PROBLEM REQUIREMENTS: Copy the lines of the records word for word, starting at the line that contains "trace: beige wall" and ending after the line that contains "M2 118L8 118L4".

Dataset items:
## START
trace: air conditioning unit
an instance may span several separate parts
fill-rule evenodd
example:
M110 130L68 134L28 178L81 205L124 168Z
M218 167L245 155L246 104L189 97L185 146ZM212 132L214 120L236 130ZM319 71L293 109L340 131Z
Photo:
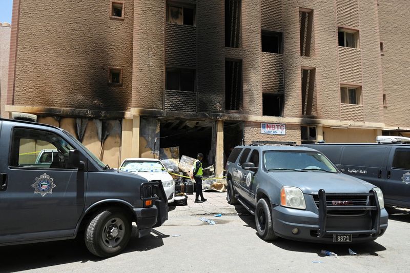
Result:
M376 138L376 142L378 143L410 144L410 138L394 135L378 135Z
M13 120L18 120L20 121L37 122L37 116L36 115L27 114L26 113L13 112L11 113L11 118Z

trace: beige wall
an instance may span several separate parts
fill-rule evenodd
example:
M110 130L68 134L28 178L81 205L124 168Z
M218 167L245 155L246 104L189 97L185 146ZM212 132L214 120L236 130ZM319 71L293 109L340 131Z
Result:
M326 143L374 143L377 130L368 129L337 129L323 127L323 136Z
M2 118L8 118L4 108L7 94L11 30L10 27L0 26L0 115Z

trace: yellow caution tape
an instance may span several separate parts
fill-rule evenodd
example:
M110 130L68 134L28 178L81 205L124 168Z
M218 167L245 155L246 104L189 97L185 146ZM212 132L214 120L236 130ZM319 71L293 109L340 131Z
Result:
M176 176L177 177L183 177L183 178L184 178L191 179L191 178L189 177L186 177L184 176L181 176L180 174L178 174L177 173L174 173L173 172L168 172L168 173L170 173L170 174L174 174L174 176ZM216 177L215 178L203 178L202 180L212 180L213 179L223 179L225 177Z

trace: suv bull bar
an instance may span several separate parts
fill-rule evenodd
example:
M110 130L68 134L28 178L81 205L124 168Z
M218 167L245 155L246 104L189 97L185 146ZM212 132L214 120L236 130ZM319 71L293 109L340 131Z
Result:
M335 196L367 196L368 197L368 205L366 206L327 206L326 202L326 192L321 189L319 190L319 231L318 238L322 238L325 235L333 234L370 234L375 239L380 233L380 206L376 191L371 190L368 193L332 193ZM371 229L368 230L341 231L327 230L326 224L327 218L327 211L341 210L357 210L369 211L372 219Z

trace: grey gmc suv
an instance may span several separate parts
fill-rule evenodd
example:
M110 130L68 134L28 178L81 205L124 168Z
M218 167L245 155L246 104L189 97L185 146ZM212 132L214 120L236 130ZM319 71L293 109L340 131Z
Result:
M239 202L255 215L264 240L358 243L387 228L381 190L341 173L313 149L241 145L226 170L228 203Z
## END
## START
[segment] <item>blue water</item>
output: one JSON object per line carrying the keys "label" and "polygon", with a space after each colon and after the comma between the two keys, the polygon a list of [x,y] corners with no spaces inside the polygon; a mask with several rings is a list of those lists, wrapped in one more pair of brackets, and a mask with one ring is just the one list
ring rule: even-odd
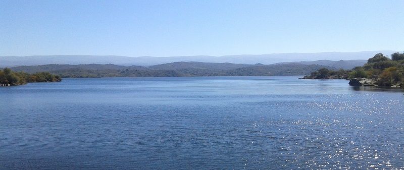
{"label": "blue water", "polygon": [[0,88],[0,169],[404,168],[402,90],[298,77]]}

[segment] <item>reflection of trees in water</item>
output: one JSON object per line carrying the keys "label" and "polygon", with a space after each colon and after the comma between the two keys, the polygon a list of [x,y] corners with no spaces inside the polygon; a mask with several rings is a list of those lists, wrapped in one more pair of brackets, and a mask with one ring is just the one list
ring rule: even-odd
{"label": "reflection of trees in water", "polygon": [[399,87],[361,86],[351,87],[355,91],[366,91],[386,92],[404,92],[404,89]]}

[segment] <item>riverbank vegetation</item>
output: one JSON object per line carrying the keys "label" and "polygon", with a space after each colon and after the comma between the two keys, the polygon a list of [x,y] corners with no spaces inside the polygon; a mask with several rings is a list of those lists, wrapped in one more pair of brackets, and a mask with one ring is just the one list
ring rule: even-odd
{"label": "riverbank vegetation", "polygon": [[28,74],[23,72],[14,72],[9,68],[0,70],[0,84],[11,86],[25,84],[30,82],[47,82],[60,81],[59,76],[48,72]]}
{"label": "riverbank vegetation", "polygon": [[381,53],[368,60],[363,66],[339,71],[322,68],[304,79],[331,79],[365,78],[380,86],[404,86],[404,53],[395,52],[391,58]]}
## END
SOLVED EXERCISE:
trace: beige wall
an instance may span several separate parts
fill-rule evenodd
example:
M110 130L68 134L28 178L81 205L124 168Z
M218 167L245 155L246 104L189 97L185 146ZM212 132L214 120L236 130ZM319 71L293 109L340 131Z
Result:
M326 143L374 143L377 130L368 129L337 129L323 127L323 136Z
M2 118L8 118L4 108L7 94L11 30L10 27L0 26L0 115Z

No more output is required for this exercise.